**Supplied data**
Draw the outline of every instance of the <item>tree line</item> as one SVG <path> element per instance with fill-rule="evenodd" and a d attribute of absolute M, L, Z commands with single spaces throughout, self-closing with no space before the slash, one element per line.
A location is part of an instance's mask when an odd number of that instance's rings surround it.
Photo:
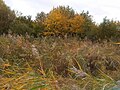
<path fill-rule="evenodd" d="M 98 25 L 89 12 L 75 12 L 69 6 L 58 6 L 49 13 L 40 12 L 35 20 L 31 16 L 11 10 L 0 0 L 0 35 L 8 34 L 34 37 L 41 36 L 79 36 L 91 40 L 120 38 L 120 22 L 106 17 Z"/>

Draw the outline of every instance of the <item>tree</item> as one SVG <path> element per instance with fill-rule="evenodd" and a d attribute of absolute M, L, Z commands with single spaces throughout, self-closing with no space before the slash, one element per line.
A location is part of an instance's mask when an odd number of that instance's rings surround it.
<path fill-rule="evenodd" d="M 118 33 L 117 26 L 118 23 L 116 23 L 116 21 L 109 20 L 105 17 L 99 25 L 100 39 L 111 39 L 115 37 Z"/>
<path fill-rule="evenodd" d="M 34 21 L 34 31 L 33 34 L 36 36 L 41 36 L 43 34 L 43 31 L 45 29 L 45 19 L 47 17 L 47 14 L 44 12 L 38 13 L 36 16 L 36 19 Z"/>
<path fill-rule="evenodd" d="M 26 33 L 31 35 L 34 30 L 31 16 L 17 16 L 12 22 L 10 30 L 19 35 L 26 35 Z"/>
<path fill-rule="evenodd" d="M 8 33 L 14 18 L 14 11 L 11 11 L 10 8 L 5 5 L 3 0 L 0 0 L 0 34 Z"/>
<path fill-rule="evenodd" d="M 95 40 L 97 38 L 98 26 L 93 22 L 92 16 L 89 12 L 82 12 L 80 14 L 84 18 L 83 33 L 81 37 L 87 37 L 88 39 Z"/>
<path fill-rule="evenodd" d="M 44 22 L 45 31 L 47 34 L 65 35 L 69 32 L 69 19 L 73 18 L 74 15 L 74 10 L 69 6 L 53 8 Z"/>
<path fill-rule="evenodd" d="M 73 18 L 69 19 L 69 28 L 70 28 L 70 33 L 72 34 L 81 34 L 84 32 L 83 24 L 84 24 L 84 18 L 79 15 L 75 14 Z"/>

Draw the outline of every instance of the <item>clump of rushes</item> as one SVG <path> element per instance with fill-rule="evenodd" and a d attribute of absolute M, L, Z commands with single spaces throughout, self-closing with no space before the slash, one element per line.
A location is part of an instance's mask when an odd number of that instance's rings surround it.
<path fill-rule="evenodd" d="M 108 90 L 119 80 L 113 42 L 0 36 L 0 90 Z"/>

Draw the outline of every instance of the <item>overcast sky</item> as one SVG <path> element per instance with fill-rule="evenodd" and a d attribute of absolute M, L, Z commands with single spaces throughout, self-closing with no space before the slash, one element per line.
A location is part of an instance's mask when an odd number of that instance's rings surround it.
<path fill-rule="evenodd" d="M 89 11 L 93 20 L 102 22 L 105 16 L 108 19 L 120 20 L 120 0 L 4 0 L 5 3 L 23 15 L 32 15 L 38 12 L 48 13 L 53 7 L 69 5 L 76 12 Z"/>

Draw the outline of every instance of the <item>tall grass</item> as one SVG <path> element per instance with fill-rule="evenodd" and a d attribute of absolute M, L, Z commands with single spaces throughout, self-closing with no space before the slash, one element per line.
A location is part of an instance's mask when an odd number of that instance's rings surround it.
<path fill-rule="evenodd" d="M 108 90 L 120 79 L 113 42 L 0 36 L 0 90 Z"/>

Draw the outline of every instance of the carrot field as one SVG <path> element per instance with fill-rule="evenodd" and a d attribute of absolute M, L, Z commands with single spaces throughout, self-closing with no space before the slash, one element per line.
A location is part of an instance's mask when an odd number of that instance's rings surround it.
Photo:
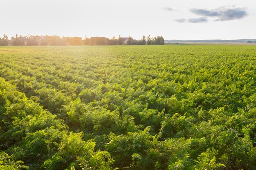
<path fill-rule="evenodd" d="M 254 169 L 256 81 L 256 46 L 0 46 L 0 169 Z"/>

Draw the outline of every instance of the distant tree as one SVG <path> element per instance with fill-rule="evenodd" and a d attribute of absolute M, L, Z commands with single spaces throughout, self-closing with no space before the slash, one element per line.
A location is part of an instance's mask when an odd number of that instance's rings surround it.
<path fill-rule="evenodd" d="M 127 45 L 132 44 L 132 38 L 130 36 L 128 37 L 128 41 L 127 41 Z"/>
<path fill-rule="evenodd" d="M 123 44 L 123 40 L 119 35 L 118 36 L 118 45 L 122 45 Z"/>
<path fill-rule="evenodd" d="M 162 36 L 159 37 L 157 36 L 155 38 L 155 45 L 164 45 L 164 40 Z"/>
<path fill-rule="evenodd" d="M 27 39 L 27 45 L 34 46 L 39 45 L 41 40 L 41 37 L 38 35 L 36 36 L 29 36 Z"/>
<path fill-rule="evenodd" d="M 4 34 L 3 37 L 0 38 L 0 46 L 7 46 L 8 45 L 8 37 Z"/>
<path fill-rule="evenodd" d="M 11 38 L 11 44 L 14 46 L 24 45 L 26 42 L 26 37 L 23 37 L 22 35 L 20 35 L 18 37 L 18 34 L 16 34 L 16 38 Z"/>
<path fill-rule="evenodd" d="M 150 35 L 148 36 L 148 39 L 147 40 L 147 44 L 148 45 L 151 45 L 151 40 L 150 38 Z"/>

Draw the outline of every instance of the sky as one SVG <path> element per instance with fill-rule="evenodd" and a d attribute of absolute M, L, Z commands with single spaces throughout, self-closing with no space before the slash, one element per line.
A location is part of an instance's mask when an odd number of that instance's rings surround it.
<path fill-rule="evenodd" d="M 0 37 L 256 39 L 254 0 L 0 0 Z"/>

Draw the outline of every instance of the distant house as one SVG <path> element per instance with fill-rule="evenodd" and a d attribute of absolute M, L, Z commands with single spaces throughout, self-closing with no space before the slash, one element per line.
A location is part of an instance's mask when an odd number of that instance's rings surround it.
<path fill-rule="evenodd" d="M 128 40 L 129 40 L 129 38 L 128 37 L 124 37 L 124 38 L 121 38 L 122 39 L 122 41 L 123 41 L 123 44 L 127 44 L 127 42 L 128 42 Z M 132 42 L 133 41 L 133 39 L 132 39 L 132 38 L 131 38 L 131 40 Z"/>
<path fill-rule="evenodd" d="M 82 38 L 81 37 L 65 37 L 67 44 L 69 45 L 81 45 Z"/>

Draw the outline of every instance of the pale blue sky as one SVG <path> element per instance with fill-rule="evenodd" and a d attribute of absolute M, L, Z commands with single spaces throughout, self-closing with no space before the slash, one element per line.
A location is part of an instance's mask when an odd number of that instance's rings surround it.
<path fill-rule="evenodd" d="M 254 0 L 1 0 L 0 37 L 256 38 Z"/>

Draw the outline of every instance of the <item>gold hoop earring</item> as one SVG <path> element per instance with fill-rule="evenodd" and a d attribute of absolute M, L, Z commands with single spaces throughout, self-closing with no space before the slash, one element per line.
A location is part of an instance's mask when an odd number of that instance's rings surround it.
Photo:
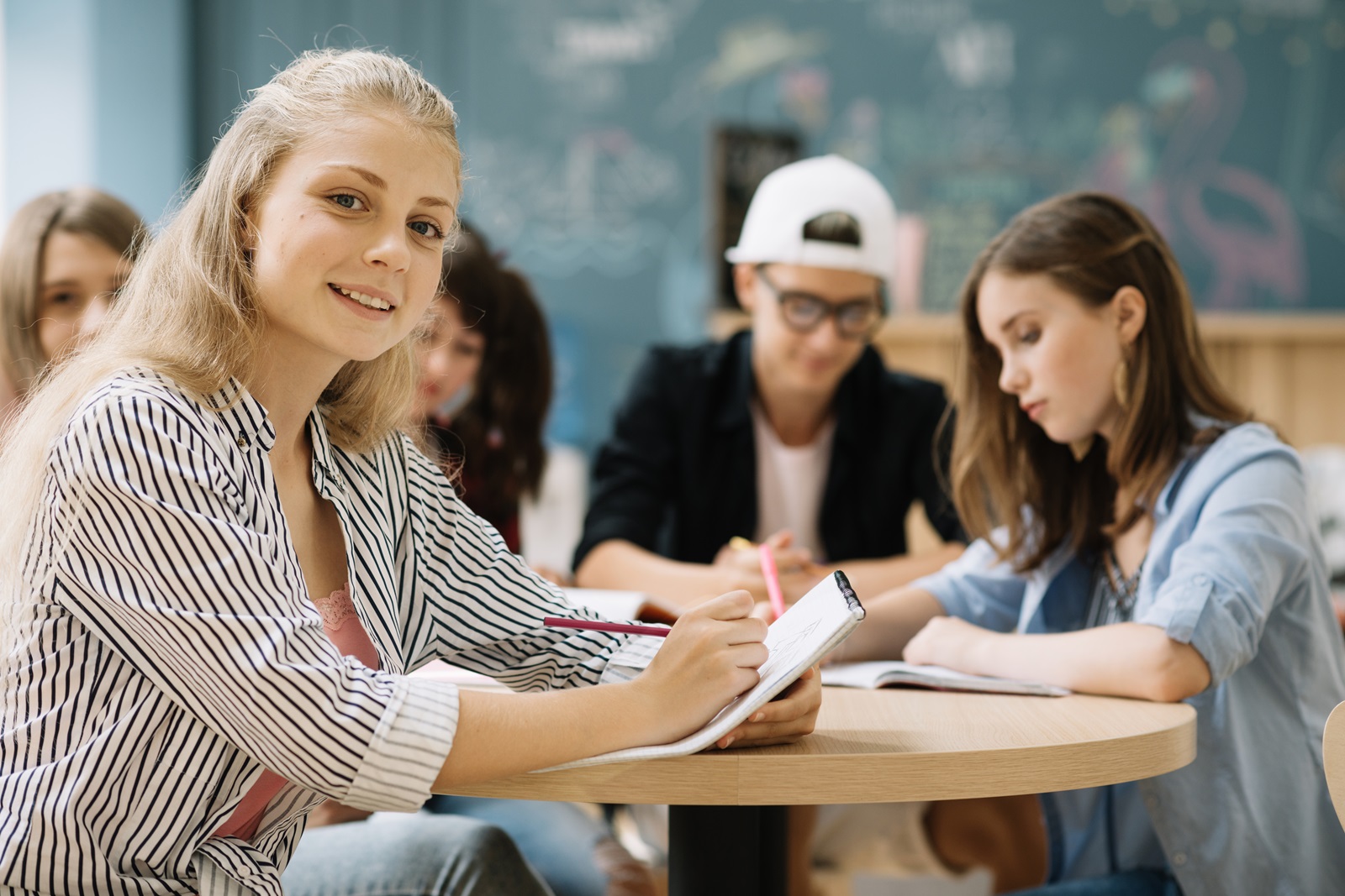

**Task to complete**
Reproduce every one of the entries above word for word, omitting the pictures.

**Task result**
Draw the outline of every instance of the <item>tree line</item> as one SVG <path> element per instance with fill-rule="evenodd" and a d attribute of absolute M, L, Z commands with single spaces throughout, self-closing with no space before the slash, one element per line.
A location is part of an instance's mask when an odd number of that instance's rings surround it.
Photo:
<path fill-rule="evenodd" d="M 98 25 L 89 12 L 75 12 L 69 6 L 58 6 L 49 13 L 40 12 L 35 20 L 31 16 L 11 10 L 0 0 L 0 35 L 8 34 L 34 37 L 41 36 L 79 36 L 91 40 L 120 38 L 120 22 L 106 17 Z"/>

Draw the outline of every instance of the <item>tree</item> as one SVG <path> element per instance with fill-rule="evenodd" and a d attribute of absolute M, L, Z commands with single spaces throughout, self-closing with no space before the slash, one element per line.
A location is part of an instance's mask when an odd number of that instance's rings surround it.
<path fill-rule="evenodd" d="M 118 33 L 117 26 L 118 23 L 116 23 L 116 21 L 109 20 L 105 17 L 99 25 L 100 39 L 111 39 L 115 37 Z"/>
<path fill-rule="evenodd" d="M 34 21 L 34 31 L 33 34 L 36 36 L 41 36 L 43 34 L 43 31 L 45 29 L 45 19 L 47 17 L 47 14 L 44 12 L 38 13 L 36 16 L 36 19 Z"/>
<path fill-rule="evenodd" d="M 26 33 L 31 35 L 34 30 L 31 16 L 17 16 L 12 22 L 10 30 L 19 35 L 26 35 Z"/>
<path fill-rule="evenodd" d="M 8 33 L 14 18 L 14 11 L 11 11 L 10 8 L 5 5 L 3 0 L 0 0 L 0 34 Z"/>
<path fill-rule="evenodd" d="M 95 40 L 97 38 L 98 26 L 93 22 L 92 16 L 89 12 L 82 12 L 80 14 L 84 18 L 83 33 L 81 37 L 87 37 L 88 39 Z"/>
<path fill-rule="evenodd" d="M 44 22 L 45 31 L 47 34 L 65 35 L 69 32 L 69 19 L 73 18 L 74 15 L 74 10 L 69 6 L 53 8 Z"/>
<path fill-rule="evenodd" d="M 73 18 L 69 19 L 69 28 L 70 28 L 70 33 L 72 34 L 81 34 L 84 32 L 83 24 L 84 24 L 84 18 L 79 15 L 75 14 Z"/>

Draw the outline of every instance of the <item>clump of rushes</item> as one SVG <path> element per instance with fill-rule="evenodd" and a d attribute of absolute M, L, Z commands with single spaces throughout, self-closing with no space before the slash, one element per line.
A location is part of an instance's mask when an odd number of that instance's rings surround it.
<path fill-rule="evenodd" d="M 108 90 L 119 80 L 113 42 L 0 36 L 0 90 Z"/>

Draw the outline of every instance of the <item>overcast sky</item> as one SVG <path> element per instance with fill-rule="evenodd" and a d attribute of absolute M, L, Z commands with single spaces throughout, self-closing with no space before the slash, one element per line.
A location is part of an instance's mask when an odd number of that instance's rings surround it.
<path fill-rule="evenodd" d="M 89 11 L 93 20 L 102 22 L 105 16 L 108 19 L 120 20 L 120 0 L 4 0 L 5 3 L 23 15 L 32 15 L 38 12 L 48 13 L 53 7 L 69 5 L 76 12 Z"/>

Draw the outline of every instance of the <item>tall grass</item> as one SVG <path> element per instance with fill-rule="evenodd" and a d attribute of absolute M, L, Z commands with single spaces throughout, self-closing with no space before the slash, one element per line.
A location is part of an instance's mask when an odd number of that instance's rings surround it.
<path fill-rule="evenodd" d="M 108 90 L 120 79 L 113 42 L 0 36 L 0 90 Z"/>

Draw the outline of every instance of the carrot field as one SVG <path> element per instance with fill-rule="evenodd" and a d attribute of absolute M, L, Z commands with single spaces throughout, self-closing with no space before the slash, one element per line.
A location is part of an instance's mask when an odd number of that instance's rings surround it.
Photo:
<path fill-rule="evenodd" d="M 254 169 L 256 81 L 256 46 L 0 46 L 0 169 Z"/>

Draw the outline of every instance of the distant tree as one SVG <path> element per instance with fill-rule="evenodd" and a d attribute of absolute M, L, Z commands with single spaces throughout, self-closing with no space before the slash, one element per line.
A location is part of an instance's mask when an odd number of that instance's rings surround it.
<path fill-rule="evenodd" d="M 127 45 L 132 44 L 132 38 L 130 36 L 128 37 L 128 41 L 127 41 Z"/>
<path fill-rule="evenodd" d="M 123 44 L 123 40 L 119 35 L 118 36 L 118 45 L 122 45 Z"/>
<path fill-rule="evenodd" d="M 162 36 L 159 37 L 157 36 L 155 38 L 155 45 L 164 45 L 164 40 Z"/>
<path fill-rule="evenodd" d="M 27 39 L 27 45 L 34 46 L 39 45 L 41 40 L 41 37 L 38 35 L 36 36 L 29 36 Z"/>
<path fill-rule="evenodd" d="M 4 34 L 3 37 L 0 38 L 0 46 L 7 46 L 8 45 L 8 37 Z"/>
<path fill-rule="evenodd" d="M 11 38 L 11 44 L 14 46 L 24 45 L 26 42 L 26 37 L 23 37 L 22 35 L 20 35 L 18 37 L 18 34 L 16 34 L 16 38 Z"/>
<path fill-rule="evenodd" d="M 150 35 L 148 36 L 148 39 L 147 40 L 147 44 L 148 45 L 151 45 L 151 40 L 150 38 Z"/>

Draw the outline of every instance of the sky as one SVG <path> element per instance with fill-rule="evenodd" and a d attribute of absolute M, L, Z commands with single spaces throughout, self-closing with no space before the slash, one element per line.
A location is part of an instance's mask when an odd number of that instance's rings surround it.
<path fill-rule="evenodd" d="M 0 37 L 256 39 L 254 0 L 0 0 Z"/>

Draw the outline of every instance of the distant house as one SVG <path> element per instance with fill-rule="evenodd" and a d attribute of absolute M, L, Z commands with single spaces throughout, self-closing with no space before the slash, one element per line.
A location is part of an instance's mask when an odd number of that instance's rings surround it.
<path fill-rule="evenodd" d="M 128 40 L 129 40 L 129 38 L 128 37 L 124 37 L 124 38 L 121 38 L 122 39 L 122 41 L 123 41 L 123 44 L 127 44 L 127 42 L 128 42 Z M 132 42 L 133 41 L 133 39 L 132 39 L 132 38 L 131 38 L 131 40 Z"/>
<path fill-rule="evenodd" d="M 82 38 L 81 37 L 65 37 L 67 44 L 69 45 L 81 45 Z"/>

Draw the outline of every instance of the pale blue sky as one SVG <path> element per instance with fill-rule="evenodd" and a d attribute of absolute M, L, Z commands with single spaces throughout, self-closing with no space before the slash, one element per line.
A location is part of an instance's mask when an odd number of that instance's rings surround it.
<path fill-rule="evenodd" d="M 254 0 L 1 0 L 0 37 L 256 38 Z"/>

Draw the outline of every instance of the <item>gold hoop earring</item> as one SVG <path> element per instance with fill-rule="evenodd" and a d attribute of absolute M, L, Z commands with single spaces throughout, self-closing with no space before the slash, one element per line.
A location is part of an instance's mask when an odd number of that instance's rings surround it.
Photo:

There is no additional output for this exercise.